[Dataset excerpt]
╭──

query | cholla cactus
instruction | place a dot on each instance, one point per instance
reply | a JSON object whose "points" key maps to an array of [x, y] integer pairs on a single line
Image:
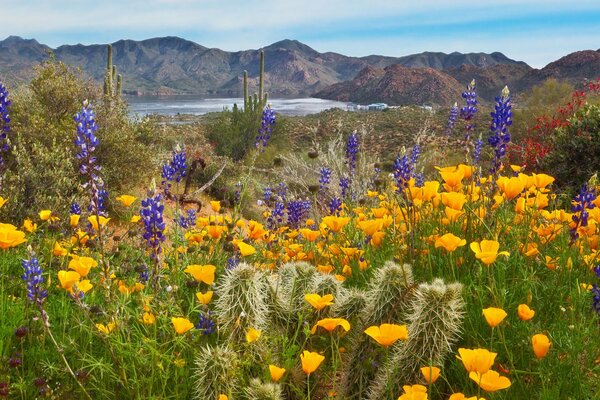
{"points": [[436, 313], [351, 304], [216, 372], [242, 300], [258, 390], [387, 294], [387, 300], [294, 281]]}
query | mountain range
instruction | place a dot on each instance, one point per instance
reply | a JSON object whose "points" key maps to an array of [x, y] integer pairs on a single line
{"points": [[171, 65]]}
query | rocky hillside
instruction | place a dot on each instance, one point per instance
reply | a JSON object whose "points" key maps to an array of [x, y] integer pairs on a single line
{"points": [[172, 65], [397, 85]]}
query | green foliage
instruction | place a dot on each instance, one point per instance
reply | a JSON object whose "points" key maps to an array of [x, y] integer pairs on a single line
{"points": [[216, 372], [543, 99], [576, 154], [43, 171]]}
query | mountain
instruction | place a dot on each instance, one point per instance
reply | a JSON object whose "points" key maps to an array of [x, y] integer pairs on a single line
{"points": [[383, 85], [397, 85], [574, 68], [171, 65]]}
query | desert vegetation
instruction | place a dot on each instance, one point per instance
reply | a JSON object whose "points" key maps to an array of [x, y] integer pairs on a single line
{"points": [[399, 255]]}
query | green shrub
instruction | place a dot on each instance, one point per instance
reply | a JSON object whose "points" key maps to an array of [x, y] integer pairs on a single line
{"points": [[42, 168]]}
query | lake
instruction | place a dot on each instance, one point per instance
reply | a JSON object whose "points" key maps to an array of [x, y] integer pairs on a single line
{"points": [[197, 105]]}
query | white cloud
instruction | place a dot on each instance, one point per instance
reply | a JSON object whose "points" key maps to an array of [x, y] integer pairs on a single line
{"points": [[332, 25]]}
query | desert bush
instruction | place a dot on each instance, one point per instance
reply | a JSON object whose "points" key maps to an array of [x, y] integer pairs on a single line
{"points": [[42, 170]]}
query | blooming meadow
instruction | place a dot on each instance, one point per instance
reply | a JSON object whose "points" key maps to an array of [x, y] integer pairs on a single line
{"points": [[477, 281]]}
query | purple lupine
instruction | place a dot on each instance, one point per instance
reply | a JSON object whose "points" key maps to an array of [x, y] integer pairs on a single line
{"points": [[324, 178], [335, 206], [267, 195], [86, 142], [581, 203], [4, 124], [477, 150], [470, 109], [344, 185], [33, 276], [501, 120], [188, 220], [75, 209], [205, 324], [297, 211], [176, 169], [403, 171], [276, 217], [352, 152], [154, 226], [232, 262], [596, 291], [282, 191], [267, 121], [452, 119]]}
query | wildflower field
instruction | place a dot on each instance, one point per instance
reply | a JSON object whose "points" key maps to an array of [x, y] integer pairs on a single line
{"points": [[350, 278]]}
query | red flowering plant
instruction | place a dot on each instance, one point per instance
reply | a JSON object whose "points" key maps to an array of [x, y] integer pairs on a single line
{"points": [[538, 142]]}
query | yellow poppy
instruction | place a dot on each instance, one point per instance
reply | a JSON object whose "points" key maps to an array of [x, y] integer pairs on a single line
{"points": [[67, 279], [252, 335], [106, 329], [29, 225], [387, 334], [10, 236], [494, 316], [148, 318], [510, 187], [431, 374], [204, 298], [58, 250], [82, 265], [276, 372], [319, 302], [541, 344], [245, 249], [98, 221], [309, 234], [310, 361], [215, 205], [46, 215], [525, 313], [181, 325], [126, 199], [414, 392], [202, 273], [490, 381], [450, 242], [487, 251], [330, 324], [335, 223], [477, 360], [84, 286]]}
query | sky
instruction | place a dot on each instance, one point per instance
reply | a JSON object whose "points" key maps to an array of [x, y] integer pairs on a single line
{"points": [[537, 32]]}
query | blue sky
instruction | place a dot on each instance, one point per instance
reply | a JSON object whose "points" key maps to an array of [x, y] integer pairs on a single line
{"points": [[536, 32]]}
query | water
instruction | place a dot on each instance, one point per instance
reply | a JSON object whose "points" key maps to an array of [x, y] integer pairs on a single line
{"points": [[197, 105]]}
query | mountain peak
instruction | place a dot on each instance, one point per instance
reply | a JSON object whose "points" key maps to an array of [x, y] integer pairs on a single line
{"points": [[294, 45]]}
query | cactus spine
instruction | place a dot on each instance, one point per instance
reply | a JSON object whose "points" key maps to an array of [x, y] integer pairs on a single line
{"points": [[387, 299], [436, 313], [242, 300], [113, 82], [257, 102], [245, 90], [215, 372], [261, 89]]}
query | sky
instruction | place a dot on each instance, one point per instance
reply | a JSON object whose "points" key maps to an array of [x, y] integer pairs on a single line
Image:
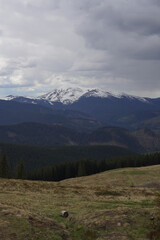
{"points": [[108, 44]]}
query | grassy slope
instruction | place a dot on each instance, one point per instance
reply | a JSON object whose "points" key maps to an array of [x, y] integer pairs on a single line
{"points": [[112, 205]]}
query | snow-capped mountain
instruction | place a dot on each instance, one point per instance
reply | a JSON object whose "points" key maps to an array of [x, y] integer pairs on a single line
{"points": [[71, 95], [100, 105], [65, 96]]}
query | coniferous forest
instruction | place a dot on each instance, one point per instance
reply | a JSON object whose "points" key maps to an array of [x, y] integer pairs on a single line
{"points": [[71, 169]]}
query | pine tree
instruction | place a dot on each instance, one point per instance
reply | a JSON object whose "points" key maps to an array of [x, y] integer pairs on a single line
{"points": [[81, 169], [4, 167], [21, 173]]}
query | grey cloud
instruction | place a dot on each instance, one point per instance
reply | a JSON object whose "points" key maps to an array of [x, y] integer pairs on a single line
{"points": [[113, 43]]}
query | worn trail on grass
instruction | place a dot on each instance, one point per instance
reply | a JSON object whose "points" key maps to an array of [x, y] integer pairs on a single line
{"points": [[117, 204]]}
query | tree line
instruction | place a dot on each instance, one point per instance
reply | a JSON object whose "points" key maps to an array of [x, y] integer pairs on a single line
{"points": [[87, 167], [5, 170], [78, 168]]}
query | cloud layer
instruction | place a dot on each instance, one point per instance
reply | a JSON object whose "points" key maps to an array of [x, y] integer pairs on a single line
{"points": [[113, 44]]}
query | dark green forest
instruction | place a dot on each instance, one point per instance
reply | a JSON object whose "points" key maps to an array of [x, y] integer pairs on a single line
{"points": [[70, 169], [35, 157], [87, 167]]}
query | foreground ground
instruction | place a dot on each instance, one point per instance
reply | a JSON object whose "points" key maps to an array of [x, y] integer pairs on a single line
{"points": [[113, 205]]}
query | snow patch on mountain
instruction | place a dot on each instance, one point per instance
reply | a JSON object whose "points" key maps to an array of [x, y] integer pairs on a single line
{"points": [[70, 95], [66, 96]]}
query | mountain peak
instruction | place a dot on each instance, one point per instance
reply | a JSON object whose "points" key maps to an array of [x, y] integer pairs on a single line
{"points": [[65, 96]]}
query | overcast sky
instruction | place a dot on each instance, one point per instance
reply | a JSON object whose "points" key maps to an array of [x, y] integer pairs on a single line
{"points": [[109, 44]]}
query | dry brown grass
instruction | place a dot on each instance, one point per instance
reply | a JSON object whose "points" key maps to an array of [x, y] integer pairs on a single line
{"points": [[111, 205]]}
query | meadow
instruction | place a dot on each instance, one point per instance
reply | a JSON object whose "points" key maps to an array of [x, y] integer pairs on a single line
{"points": [[115, 205]]}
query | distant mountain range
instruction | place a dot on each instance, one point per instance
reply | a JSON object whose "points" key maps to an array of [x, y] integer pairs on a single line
{"points": [[78, 117], [99, 106]]}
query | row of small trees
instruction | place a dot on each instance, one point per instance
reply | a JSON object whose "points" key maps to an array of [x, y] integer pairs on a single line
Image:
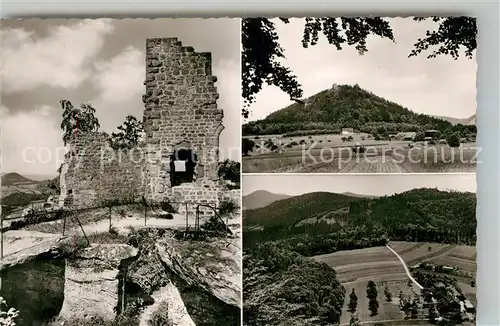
{"points": [[82, 120]]}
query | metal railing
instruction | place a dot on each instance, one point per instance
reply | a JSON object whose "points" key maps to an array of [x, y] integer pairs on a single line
{"points": [[43, 215]]}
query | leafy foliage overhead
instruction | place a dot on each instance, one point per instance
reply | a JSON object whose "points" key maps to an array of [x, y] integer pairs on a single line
{"points": [[262, 53]]}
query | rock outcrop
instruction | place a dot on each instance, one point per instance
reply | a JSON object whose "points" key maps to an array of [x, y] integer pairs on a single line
{"points": [[213, 266], [91, 286]]}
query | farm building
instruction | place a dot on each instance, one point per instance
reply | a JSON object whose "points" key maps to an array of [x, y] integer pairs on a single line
{"points": [[347, 131]]}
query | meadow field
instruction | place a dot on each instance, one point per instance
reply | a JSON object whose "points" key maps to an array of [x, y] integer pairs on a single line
{"points": [[330, 154]]}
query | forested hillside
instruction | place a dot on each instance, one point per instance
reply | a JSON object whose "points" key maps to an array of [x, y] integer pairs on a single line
{"points": [[346, 106]]}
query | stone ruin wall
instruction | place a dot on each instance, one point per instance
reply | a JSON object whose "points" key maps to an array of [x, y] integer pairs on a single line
{"points": [[96, 172], [180, 108]]}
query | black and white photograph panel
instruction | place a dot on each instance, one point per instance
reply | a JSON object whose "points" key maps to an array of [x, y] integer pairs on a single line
{"points": [[120, 184], [359, 249], [359, 95]]}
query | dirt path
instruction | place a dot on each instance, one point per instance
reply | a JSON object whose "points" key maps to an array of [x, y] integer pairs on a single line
{"points": [[405, 267]]}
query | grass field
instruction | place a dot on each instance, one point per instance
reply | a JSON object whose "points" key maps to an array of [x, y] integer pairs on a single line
{"points": [[356, 267], [329, 154]]}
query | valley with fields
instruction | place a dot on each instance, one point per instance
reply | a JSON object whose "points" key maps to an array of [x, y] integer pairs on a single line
{"points": [[347, 129], [325, 258]]}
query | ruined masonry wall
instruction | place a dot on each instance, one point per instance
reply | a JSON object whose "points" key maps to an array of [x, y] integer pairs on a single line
{"points": [[96, 172]]}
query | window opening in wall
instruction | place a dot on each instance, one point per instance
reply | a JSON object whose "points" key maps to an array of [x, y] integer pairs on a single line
{"points": [[182, 166]]}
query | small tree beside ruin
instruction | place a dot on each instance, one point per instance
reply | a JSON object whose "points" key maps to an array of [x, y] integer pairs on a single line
{"points": [[77, 120], [128, 135]]}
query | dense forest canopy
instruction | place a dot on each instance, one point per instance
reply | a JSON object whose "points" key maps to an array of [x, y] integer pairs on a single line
{"points": [[263, 55]]}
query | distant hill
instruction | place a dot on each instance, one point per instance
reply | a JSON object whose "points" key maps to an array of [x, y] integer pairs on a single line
{"points": [[261, 198], [11, 179], [346, 106], [454, 121]]}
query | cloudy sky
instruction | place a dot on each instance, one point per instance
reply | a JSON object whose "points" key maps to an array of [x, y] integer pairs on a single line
{"points": [[358, 184], [440, 86], [99, 62]]}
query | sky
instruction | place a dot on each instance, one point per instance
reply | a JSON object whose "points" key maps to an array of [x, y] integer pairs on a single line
{"points": [[375, 185], [101, 62], [440, 86]]}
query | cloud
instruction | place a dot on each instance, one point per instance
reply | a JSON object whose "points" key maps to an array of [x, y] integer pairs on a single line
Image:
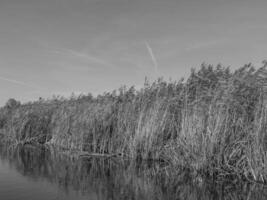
{"points": [[205, 44], [83, 56], [22, 83]]}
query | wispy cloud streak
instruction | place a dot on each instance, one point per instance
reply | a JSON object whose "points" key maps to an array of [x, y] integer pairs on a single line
{"points": [[153, 57], [84, 56], [22, 83]]}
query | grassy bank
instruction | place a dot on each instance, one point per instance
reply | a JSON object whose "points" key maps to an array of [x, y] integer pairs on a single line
{"points": [[214, 122]]}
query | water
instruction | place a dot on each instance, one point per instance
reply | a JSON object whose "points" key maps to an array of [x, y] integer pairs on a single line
{"points": [[39, 173]]}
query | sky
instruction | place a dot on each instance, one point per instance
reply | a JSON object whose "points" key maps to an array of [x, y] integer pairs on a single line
{"points": [[58, 47]]}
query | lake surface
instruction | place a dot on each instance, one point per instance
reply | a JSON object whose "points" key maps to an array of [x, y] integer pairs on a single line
{"points": [[42, 173]]}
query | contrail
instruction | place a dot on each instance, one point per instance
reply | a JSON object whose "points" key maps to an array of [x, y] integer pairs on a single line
{"points": [[154, 60], [19, 83]]}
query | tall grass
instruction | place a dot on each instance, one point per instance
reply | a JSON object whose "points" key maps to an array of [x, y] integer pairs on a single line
{"points": [[214, 122]]}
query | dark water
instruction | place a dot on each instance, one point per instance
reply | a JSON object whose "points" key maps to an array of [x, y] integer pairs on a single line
{"points": [[40, 173]]}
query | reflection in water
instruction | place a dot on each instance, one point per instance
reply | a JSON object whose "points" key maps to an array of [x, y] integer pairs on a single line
{"points": [[102, 178]]}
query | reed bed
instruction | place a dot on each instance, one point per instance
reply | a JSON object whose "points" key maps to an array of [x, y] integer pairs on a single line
{"points": [[213, 123]]}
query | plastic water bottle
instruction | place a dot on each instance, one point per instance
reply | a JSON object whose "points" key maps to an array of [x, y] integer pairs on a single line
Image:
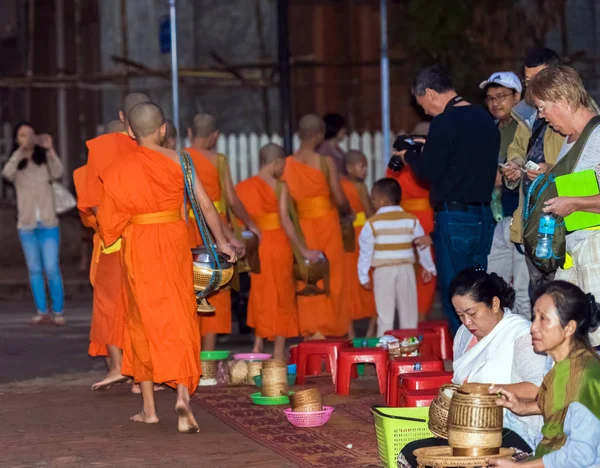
{"points": [[545, 236]]}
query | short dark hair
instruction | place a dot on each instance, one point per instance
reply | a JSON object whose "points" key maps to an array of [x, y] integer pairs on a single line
{"points": [[333, 124], [389, 188], [572, 304], [542, 56], [435, 77], [482, 286]]}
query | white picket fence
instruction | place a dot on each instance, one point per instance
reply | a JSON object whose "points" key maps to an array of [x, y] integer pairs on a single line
{"points": [[242, 152]]}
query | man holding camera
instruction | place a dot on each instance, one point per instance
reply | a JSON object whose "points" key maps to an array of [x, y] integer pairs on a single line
{"points": [[459, 160]]}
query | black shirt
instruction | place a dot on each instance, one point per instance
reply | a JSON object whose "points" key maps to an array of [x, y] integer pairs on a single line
{"points": [[460, 157]]}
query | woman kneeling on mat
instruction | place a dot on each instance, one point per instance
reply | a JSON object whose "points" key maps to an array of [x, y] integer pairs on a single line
{"points": [[493, 345], [569, 397]]}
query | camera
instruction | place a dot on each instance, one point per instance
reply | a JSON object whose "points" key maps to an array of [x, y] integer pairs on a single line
{"points": [[404, 142]]}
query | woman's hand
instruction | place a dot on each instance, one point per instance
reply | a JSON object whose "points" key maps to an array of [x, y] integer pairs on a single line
{"points": [[561, 206], [510, 400]]}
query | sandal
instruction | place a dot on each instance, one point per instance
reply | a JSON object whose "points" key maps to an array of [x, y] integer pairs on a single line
{"points": [[59, 320], [40, 319]]}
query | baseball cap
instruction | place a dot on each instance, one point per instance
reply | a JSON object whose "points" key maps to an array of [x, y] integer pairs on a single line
{"points": [[506, 79]]}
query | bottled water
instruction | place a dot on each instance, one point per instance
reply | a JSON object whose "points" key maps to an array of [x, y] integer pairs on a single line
{"points": [[545, 236]]}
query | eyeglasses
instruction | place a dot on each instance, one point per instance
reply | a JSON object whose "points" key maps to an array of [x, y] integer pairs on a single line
{"points": [[498, 98]]}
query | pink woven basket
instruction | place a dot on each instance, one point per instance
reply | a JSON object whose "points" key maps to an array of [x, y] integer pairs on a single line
{"points": [[311, 419]]}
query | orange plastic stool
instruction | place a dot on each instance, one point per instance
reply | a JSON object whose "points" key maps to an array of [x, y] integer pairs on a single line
{"points": [[351, 356], [399, 366], [432, 380], [414, 398], [430, 345], [311, 351], [443, 330]]}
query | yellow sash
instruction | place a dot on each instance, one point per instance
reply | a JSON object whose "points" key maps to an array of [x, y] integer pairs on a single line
{"points": [[268, 222], [360, 220], [314, 207], [416, 204]]}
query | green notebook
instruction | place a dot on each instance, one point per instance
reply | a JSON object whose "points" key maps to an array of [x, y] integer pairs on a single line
{"points": [[579, 184]]}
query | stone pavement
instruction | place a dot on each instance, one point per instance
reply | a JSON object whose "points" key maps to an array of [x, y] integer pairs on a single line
{"points": [[50, 418]]}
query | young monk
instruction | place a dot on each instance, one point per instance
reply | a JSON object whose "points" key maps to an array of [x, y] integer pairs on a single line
{"points": [[107, 330], [204, 135], [144, 194], [359, 303], [272, 303], [318, 200], [415, 200]]}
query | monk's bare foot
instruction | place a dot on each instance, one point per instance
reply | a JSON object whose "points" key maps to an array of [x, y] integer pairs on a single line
{"points": [[135, 388], [186, 422], [109, 381], [143, 417]]}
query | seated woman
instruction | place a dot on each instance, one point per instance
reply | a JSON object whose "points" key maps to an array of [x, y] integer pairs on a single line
{"points": [[569, 398], [492, 345]]}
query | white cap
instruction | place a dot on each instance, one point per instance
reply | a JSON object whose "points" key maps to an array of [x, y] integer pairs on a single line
{"points": [[506, 79]]}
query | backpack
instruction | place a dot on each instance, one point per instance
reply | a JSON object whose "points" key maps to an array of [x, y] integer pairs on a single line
{"points": [[543, 189]]}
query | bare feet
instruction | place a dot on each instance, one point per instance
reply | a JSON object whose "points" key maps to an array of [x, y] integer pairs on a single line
{"points": [[109, 381], [142, 417], [135, 388], [186, 422]]}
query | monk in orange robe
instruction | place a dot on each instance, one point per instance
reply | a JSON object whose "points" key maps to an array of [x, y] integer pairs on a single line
{"points": [[142, 204], [272, 303], [204, 135], [318, 200], [107, 328], [415, 200], [359, 302]]}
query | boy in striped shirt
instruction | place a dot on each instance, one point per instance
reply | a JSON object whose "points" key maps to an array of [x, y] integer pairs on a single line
{"points": [[387, 244]]}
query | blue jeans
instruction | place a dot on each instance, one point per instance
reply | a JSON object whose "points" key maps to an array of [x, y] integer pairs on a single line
{"points": [[462, 239], [41, 246]]}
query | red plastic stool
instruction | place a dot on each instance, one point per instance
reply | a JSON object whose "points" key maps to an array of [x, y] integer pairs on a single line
{"points": [[414, 398], [430, 345], [348, 357], [310, 351], [314, 364], [443, 330], [432, 380], [398, 366]]}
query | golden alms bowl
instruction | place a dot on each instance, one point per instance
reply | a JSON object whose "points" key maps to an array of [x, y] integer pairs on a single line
{"points": [[203, 272]]}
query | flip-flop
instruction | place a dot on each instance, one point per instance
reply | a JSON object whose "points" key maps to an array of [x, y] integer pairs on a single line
{"points": [[107, 385]]}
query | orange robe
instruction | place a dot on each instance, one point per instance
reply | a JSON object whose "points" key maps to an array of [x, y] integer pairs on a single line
{"points": [[358, 302], [140, 189], [272, 302], [415, 200], [320, 225], [108, 305], [219, 323]]}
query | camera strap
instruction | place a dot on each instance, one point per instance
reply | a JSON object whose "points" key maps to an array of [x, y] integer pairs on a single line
{"points": [[455, 100]]}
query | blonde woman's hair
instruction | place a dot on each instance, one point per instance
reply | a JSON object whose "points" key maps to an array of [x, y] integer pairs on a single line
{"points": [[558, 83]]}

╰──

What to produce
Please extract exactly, and only, the lines from the line containing "query | golden alms bowl" through the last line of the records.

Completed exercise
query | golden alms bowl
instruction | place a dot on each instance, one point per instance
reply | a JSON object whose "points" key maps to an array of [x, y] integer pairs on a single line
{"points": [[203, 272]]}
query | flip-flop
instruction | place a dot on each instance, one point per instance
reply | a JSON object whose "points" key maps to an array of [x, y] integer pairs on a single line
{"points": [[107, 385]]}
query | orange robe
instruction | place a dot on each instance, one point per instance
reply | a JSON object whose "points" key maps to an array of [x, y] integer pairs on a single line
{"points": [[358, 302], [140, 189], [272, 302], [415, 200], [320, 225], [108, 305], [219, 323]]}
query | camera strap
instruction | place a dot on each instance, one point per instance
reply | a JSON object whose "points" key maps to an array of [x, y] integer pairs on a single line
{"points": [[455, 100]]}
query | blonde woman's hair
instruction | place a dot on each instance, one point per instance
reply | a JSON object whose "points" key maps to an array of [x, y] integer pairs on a single line
{"points": [[558, 83]]}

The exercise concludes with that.